■ WORK REQUIRED ■
The full set of records must be set down verbatim.

Dataset items:
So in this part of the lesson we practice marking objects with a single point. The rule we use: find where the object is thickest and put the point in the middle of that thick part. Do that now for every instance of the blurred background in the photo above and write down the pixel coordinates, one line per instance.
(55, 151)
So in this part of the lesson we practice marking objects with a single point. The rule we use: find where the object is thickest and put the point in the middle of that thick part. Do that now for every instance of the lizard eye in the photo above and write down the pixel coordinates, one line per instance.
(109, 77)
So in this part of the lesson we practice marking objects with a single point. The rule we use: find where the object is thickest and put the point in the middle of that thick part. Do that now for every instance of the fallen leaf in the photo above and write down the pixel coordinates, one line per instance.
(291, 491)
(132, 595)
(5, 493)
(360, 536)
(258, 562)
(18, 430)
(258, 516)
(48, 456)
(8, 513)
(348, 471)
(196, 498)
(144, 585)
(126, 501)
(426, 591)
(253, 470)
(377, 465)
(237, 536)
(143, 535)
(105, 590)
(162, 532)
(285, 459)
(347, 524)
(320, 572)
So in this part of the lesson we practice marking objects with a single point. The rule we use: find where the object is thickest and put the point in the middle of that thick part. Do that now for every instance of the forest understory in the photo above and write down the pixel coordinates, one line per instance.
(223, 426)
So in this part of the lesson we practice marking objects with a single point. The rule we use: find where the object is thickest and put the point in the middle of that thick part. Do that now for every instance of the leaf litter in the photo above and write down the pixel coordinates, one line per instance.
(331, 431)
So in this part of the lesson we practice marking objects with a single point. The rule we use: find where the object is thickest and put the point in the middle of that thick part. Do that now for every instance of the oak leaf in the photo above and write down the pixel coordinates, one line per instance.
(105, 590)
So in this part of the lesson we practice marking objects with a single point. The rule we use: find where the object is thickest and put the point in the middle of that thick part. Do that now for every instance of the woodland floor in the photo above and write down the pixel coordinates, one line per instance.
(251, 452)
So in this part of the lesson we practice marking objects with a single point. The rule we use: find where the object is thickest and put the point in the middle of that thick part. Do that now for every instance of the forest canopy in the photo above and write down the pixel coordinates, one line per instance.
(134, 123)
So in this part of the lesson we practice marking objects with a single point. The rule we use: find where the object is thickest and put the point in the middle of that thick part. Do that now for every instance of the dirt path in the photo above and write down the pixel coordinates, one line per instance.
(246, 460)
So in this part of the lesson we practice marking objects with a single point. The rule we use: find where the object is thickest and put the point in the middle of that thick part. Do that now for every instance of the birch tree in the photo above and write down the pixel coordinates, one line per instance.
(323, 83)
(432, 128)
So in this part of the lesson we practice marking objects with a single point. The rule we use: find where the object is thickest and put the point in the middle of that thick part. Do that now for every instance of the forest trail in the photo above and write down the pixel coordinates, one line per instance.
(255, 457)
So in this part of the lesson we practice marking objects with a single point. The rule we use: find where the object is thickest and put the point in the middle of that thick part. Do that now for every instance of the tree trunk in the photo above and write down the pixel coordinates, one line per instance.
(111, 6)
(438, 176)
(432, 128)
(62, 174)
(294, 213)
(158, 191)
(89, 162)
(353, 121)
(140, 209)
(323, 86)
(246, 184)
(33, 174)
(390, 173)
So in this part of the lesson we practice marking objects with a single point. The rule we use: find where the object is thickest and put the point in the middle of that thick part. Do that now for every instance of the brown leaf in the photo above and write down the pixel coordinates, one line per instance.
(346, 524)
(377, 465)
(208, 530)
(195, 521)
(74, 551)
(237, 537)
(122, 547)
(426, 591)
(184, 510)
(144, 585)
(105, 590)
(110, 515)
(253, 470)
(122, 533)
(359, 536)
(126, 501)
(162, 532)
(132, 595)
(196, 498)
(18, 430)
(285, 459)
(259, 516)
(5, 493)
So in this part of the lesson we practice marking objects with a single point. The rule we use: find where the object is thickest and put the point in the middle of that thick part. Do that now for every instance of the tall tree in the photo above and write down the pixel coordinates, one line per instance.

■ EXPECTED ANSWER ■
So in this part of the lesson we practice marking objects with a single point. The rule we use: find where the object is thickest and put the point in the middle of that thick part. Do that now for every instance of the blurred background in the photo above and write down the pixel coordinates, one line per instance.
(55, 151)
So in this part of the lesson we practice marking objects with a single point. The rule we use: find where the object is thickest and put the point in the middle of that thick part. Do that now for every instance of the lizard eye in the photo above and write down the pixel coordinates, one line per instance.
(109, 77)
So in this part of the lesson we practice marking objects with a single point. The rule we use: find where the object is thickest and put the point in the middle of that thick part. Do that now for every instance of the fallen leaf in the photo above and write down the pixel coordinates, one line per instance.
(291, 491)
(132, 595)
(5, 493)
(360, 536)
(258, 562)
(18, 430)
(258, 516)
(48, 456)
(8, 513)
(348, 471)
(196, 498)
(144, 585)
(126, 501)
(426, 591)
(253, 470)
(377, 465)
(237, 536)
(143, 535)
(105, 590)
(162, 532)
(285, 459)
(347, 524)
(320, 572)
So in this part of the lesson we practice marking objects with a single point. The rule we use: find where the object is thickest and put the point in the middle of that thick part. Do that now for every instance of the forest understory in the photo above and write down the pixel coordinates, one line per instance.
(223, 426)
So in this part of the lesson we practice marking objects with a single point. The rule we use: find where the object is thickest and put the point in the middle of that thick part. Do that now for every instance of the leaf litter in the photo above and write down the pixel coordinates, one line per instance.
(331, 431)
So in this part of the lesson we practice marking objects with a single point. The rule we use: find where the object is thickest and put the point in the middle of that thick part. Do that now for every instance of the oak leaf in the photo above and write down the pixel coordinates, one line per instance.
(105, 590)
So in this part of the lesson we practice marking objects with a single point. The rule we use: find where the object is thickest and put the point in the middle of that thick part. Do that now for every instance of the woodland floor in the photo above and write down the pixel coordinates, one line per instance.
(251, 452)
So in this part of the lesson we practice marking objects with a single point. The rule we use: find where the object is thickest and put the point in the middle of that thick part. Do that now for every instance of the forest canopy in the photo above and write down the pixel coordinates, one line per instance.
(134, 123)
So in this part of the lesson we practice marking objects with a single point. The rule we use: find where the object is thickest and put the point in the middle of that thick part. Do that now for every instance of the dirt path in the photo above and write down the pixel coordinates, one line per instance.
(246, 460)
So in this part of the lesson we practice marking objects with a single point. The rule we use: find where the object is thickest and put the point in the middle of that thick part. Do that now for every instance of the birch tree in the photo above and write down the pixel coordinates, one line per instance.
(323, 83)
(432, 128)
So in this part of the lesson we practice marking objects with a single point. The rule we use: find where the object is thickest and put the point in the middle of that thick part. Do that now for every instance of the forest trail in the photo above and write down the pixel coordinates, one line per instance.
(255, 457)
So in this part of the lesson we practice marking objects with a single point. The rule we use: find where the object is thickest and put the point in the middle of that thick part. Do that now for every instance of the tree trunk in the photo above and write down the pixel coordinates, one line per instance.
(111, 6)
(438, 176)
(432, 128)
(62, 174)
(294, 213)
(158, 191)
(89, 162)
(353, 121)
(140, 209)
(323, 86)
(246, 184)
(33, 174)
(390, 173)
So in this part of the lesson we practice marking objects with a single point. The rule we use: find where the object is thickest and put the point in the middle of that thick part. Do that now for every instance of the brown leaf in the photo above and write down the pixel coordinates, one line per instance.
(346, 524)
(377, 465)
(208, 530)
(195, 521)
(74, 551)
(237, 537)
(122, 547)
(426, 591)
(184, 510)
(144, 585)
(105, 590)
(110, 515)
(253, 470)
(122, 533)
(359, 536)
(126, 501)
(162, 532)
(132, 595)
(196, 498)
(18, 430)
(285, 459)
(259, 516)
(5, 493)
So in this part of the lesson we practice marking objects with a single point. The rule we use: find where the object is thickest and put the point in the middle of that thick part. Do that now for every instance of the tall tree in the photo above and write down the pixel coordinates, one line per instance.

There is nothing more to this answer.